## RECORDS FOR THE TASK
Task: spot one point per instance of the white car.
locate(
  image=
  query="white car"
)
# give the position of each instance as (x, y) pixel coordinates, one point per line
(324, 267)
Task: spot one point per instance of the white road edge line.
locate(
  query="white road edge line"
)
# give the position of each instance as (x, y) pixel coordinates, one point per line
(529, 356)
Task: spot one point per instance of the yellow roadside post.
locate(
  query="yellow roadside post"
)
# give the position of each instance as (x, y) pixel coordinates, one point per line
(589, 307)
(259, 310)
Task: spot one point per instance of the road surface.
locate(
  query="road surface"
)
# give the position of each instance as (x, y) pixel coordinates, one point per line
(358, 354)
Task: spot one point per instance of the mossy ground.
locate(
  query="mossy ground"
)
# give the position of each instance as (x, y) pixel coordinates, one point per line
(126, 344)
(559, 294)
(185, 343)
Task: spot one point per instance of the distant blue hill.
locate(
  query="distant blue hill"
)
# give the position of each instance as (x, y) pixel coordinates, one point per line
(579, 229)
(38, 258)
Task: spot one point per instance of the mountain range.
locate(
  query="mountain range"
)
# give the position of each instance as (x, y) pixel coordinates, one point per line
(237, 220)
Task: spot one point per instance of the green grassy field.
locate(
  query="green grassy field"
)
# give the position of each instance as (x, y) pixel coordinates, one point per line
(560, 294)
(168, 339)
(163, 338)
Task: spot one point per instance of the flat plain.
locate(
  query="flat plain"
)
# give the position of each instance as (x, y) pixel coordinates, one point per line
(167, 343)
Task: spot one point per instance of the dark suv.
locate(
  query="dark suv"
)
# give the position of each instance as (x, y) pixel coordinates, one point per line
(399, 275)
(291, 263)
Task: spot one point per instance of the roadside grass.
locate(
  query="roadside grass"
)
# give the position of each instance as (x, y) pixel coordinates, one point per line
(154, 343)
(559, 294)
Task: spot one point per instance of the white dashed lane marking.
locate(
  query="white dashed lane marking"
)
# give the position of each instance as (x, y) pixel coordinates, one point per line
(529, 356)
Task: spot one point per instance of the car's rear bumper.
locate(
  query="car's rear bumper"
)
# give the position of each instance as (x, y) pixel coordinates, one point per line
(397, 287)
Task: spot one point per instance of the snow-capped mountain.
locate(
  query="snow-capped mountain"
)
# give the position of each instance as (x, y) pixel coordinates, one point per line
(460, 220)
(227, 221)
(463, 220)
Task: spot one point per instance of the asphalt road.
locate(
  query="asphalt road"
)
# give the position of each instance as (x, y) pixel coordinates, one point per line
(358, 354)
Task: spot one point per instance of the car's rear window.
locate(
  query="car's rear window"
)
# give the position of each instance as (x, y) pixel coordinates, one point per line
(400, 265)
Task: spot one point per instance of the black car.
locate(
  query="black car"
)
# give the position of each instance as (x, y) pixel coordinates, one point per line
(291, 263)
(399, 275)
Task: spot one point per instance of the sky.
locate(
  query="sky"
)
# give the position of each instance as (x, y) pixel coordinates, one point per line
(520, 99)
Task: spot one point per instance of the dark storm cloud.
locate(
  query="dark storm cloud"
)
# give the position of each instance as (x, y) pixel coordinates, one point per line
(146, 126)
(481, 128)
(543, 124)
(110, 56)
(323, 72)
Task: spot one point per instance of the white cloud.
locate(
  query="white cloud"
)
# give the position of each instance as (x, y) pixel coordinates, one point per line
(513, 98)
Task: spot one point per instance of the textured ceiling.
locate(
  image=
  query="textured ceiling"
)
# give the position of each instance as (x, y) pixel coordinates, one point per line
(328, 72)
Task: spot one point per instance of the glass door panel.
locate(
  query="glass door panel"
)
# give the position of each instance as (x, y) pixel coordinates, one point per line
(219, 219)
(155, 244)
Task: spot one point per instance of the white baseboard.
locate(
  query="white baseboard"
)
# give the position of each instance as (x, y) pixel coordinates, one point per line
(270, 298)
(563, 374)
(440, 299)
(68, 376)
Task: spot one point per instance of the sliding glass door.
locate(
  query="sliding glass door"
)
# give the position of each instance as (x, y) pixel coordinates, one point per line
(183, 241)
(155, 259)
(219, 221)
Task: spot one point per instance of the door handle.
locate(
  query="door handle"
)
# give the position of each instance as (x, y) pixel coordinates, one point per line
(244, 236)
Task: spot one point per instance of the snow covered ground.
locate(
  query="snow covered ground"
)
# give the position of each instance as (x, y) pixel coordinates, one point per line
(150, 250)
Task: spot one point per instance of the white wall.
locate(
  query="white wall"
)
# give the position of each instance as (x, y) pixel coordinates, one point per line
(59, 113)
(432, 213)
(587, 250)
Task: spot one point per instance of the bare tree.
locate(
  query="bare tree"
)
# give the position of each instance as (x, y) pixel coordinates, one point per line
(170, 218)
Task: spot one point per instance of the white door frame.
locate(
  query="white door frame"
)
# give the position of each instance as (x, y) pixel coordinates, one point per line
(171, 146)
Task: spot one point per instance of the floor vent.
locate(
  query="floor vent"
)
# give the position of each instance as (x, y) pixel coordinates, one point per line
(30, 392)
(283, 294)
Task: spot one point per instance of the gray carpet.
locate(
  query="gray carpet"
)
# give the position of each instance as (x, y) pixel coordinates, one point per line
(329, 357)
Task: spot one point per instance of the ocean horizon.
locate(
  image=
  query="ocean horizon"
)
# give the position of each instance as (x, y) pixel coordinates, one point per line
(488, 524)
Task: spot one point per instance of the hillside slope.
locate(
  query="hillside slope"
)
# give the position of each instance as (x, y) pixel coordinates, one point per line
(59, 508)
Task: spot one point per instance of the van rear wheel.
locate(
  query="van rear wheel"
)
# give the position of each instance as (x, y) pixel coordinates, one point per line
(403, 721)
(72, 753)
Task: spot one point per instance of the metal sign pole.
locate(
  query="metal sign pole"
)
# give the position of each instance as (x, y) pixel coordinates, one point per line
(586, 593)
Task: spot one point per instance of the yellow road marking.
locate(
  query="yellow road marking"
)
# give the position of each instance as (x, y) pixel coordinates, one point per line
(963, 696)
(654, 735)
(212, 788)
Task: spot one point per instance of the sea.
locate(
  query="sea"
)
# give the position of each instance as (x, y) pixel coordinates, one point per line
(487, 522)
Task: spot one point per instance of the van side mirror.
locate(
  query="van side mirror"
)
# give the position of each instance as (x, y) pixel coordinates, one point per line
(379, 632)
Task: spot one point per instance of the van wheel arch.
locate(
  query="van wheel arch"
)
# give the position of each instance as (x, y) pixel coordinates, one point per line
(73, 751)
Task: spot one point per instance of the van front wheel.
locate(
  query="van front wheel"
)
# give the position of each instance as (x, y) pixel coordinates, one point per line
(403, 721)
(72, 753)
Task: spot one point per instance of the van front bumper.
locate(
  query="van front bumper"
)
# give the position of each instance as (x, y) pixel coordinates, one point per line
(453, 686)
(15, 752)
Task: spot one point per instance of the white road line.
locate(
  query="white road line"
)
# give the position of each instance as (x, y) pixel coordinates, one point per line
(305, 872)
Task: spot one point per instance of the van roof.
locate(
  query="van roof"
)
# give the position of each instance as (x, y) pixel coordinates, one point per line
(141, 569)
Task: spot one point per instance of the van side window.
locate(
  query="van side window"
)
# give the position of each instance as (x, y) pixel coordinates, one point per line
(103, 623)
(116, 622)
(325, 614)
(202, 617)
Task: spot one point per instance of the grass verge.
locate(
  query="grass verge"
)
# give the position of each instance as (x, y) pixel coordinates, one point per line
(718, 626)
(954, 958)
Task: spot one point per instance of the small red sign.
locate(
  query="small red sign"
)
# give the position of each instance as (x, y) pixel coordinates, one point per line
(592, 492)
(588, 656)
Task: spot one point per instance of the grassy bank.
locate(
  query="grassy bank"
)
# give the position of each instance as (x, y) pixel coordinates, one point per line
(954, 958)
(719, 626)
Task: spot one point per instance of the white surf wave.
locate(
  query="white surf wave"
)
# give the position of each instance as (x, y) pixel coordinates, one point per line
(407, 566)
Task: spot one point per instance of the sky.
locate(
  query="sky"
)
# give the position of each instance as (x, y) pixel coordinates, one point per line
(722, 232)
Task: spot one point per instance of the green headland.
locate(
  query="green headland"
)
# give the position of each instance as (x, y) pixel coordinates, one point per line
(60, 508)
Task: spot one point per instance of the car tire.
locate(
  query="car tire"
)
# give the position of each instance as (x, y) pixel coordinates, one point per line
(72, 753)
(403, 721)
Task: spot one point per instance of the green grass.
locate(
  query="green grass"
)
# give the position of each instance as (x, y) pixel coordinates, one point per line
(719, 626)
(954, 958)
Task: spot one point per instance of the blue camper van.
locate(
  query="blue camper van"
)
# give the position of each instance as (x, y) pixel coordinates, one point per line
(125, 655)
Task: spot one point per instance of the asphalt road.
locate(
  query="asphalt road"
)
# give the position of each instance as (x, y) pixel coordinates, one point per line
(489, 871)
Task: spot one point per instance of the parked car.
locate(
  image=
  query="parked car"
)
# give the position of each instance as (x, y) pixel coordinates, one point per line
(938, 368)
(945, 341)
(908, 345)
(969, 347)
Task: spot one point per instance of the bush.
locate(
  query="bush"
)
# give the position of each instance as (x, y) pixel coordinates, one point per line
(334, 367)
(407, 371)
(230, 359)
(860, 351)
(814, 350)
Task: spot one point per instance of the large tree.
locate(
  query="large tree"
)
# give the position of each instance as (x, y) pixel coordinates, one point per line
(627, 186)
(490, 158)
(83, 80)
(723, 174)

## WHAT TO WORK ON
Copy out the lines starting at the one containing "Task: spot one point per instance of the parked" and ending with the last line of the entries. Include nothing else.

## TASK RESPONSE
Task: spot one point per instance of the parked car.
locate(
  image=
  query="parked car"
)
# give the position of each instance as (x, y) pixel coordinates, one point per line
(938, 368)
(945, 341)
(908, 345)
(969, 347)
Task: spot one point per instance of the bush.
locate(
  query="bush"
)
# give the position of each instance as (x, y) pixel coordinates, one point per line
(334, 367)
(407, 371)
(230, 359)
(860, 351)
(814, 350)
Task: spot one point per instance of the large tree.
locate(
  query="large tree"
)
# give the position of each instance as (x, y) pixel coordinates, one point per line
(627, 186)
(490, 158)
(83, 80)
(723, 174)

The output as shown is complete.